Task statement - Apart from the images, reproduce every record word for word.
━━ Dataset excerpts ━━
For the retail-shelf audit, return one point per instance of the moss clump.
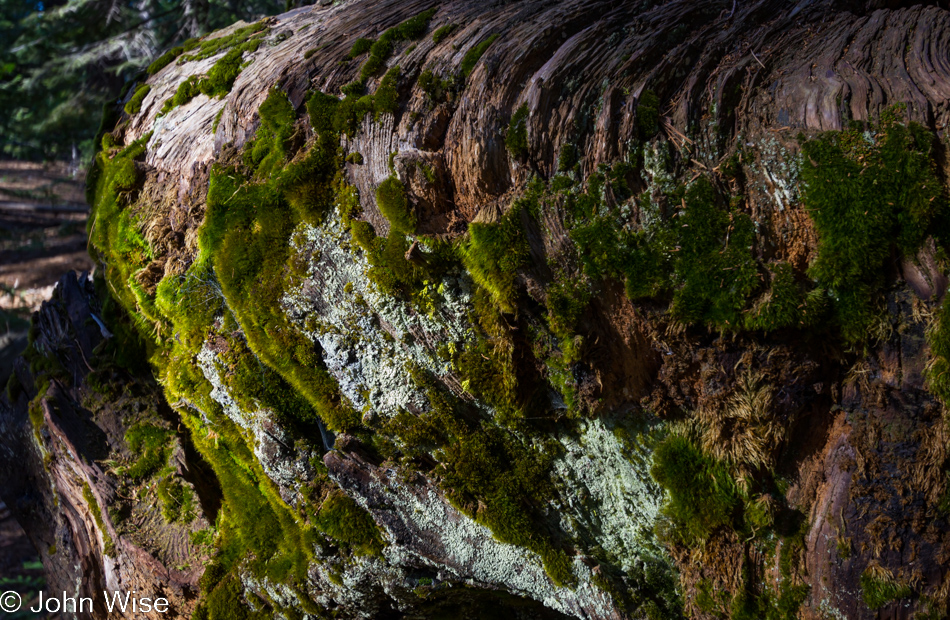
(382, 48)
(703, 257)
(221, 76)
(270, 147)
(186, 91)
(164, 60)
(938, 367)
(436, 88)
(879, 587)
(702, 493)
(108, 544)
(567, 301)
(868, 195)
(473, 55)
(386, 98)
(342, 518)
(442, 32)
(360, 47)
(714, 263)
(209, 47)
(393, 202)
(133, 105)
(248, 224)
(648, 114)
(567, 157)
(150, 446)
(178, 500)
(786, 304)
(488, 473)
(493, 253)
(516, 138)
━━━
Expected answer -
For the retail-shelf audit, return one point per instance of the moss clump.
(382, 48)
(703, 257)
(221, 76)
(270, 147)
(186, 91)
(164, 60)
(938, 367)
(436, 88)
(879, 587)
(702, 493)
(108, 544)
(567, 301)
(868, 195)
(473, 55)
(386, 98)
(342, 518)
(442, 32)
(360, 47)
(714, 263)
(209, 47)
(393, 202)
(133, 105)
(248, 224)
(648, 114)
(567, 157)
(150, 446)
(178, 500)
(786, 304)
(488, 473)
(493, 253)
(516, 138)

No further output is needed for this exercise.